Lines of data:

* * *

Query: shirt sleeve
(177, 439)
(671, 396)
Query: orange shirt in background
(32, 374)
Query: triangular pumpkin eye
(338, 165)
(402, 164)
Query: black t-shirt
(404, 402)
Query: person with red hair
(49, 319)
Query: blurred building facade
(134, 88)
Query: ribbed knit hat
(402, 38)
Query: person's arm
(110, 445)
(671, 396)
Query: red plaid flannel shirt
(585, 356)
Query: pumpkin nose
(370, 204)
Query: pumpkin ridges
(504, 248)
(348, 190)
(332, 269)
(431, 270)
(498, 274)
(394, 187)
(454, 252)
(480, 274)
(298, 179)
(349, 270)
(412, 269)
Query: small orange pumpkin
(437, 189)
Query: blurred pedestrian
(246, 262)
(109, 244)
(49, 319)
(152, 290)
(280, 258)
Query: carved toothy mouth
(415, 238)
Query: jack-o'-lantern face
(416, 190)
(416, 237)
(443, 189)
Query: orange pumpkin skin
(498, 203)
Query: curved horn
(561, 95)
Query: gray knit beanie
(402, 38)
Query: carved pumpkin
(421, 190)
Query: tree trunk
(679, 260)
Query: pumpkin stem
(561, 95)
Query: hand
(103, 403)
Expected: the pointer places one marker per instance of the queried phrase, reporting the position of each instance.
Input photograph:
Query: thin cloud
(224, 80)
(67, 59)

* * *

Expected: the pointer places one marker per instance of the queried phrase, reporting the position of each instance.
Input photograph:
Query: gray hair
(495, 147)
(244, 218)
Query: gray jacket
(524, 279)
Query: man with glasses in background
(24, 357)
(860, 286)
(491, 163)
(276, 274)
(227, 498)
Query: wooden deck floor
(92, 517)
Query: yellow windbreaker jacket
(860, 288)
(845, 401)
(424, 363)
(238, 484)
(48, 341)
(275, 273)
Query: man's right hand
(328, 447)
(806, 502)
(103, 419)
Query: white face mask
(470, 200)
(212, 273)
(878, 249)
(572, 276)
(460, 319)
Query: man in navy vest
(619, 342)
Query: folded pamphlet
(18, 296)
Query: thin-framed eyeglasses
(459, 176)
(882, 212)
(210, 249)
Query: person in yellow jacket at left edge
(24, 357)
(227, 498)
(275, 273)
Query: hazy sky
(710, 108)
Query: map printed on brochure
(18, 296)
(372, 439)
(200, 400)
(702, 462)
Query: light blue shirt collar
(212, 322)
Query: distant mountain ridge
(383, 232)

* * *

What is asked:
Select every line of the material above that contains the word "person", matching its case exactly.

Answer for the task:
Query: person with red hair
Query: person's arm
Query: person in yellow jacket at left edge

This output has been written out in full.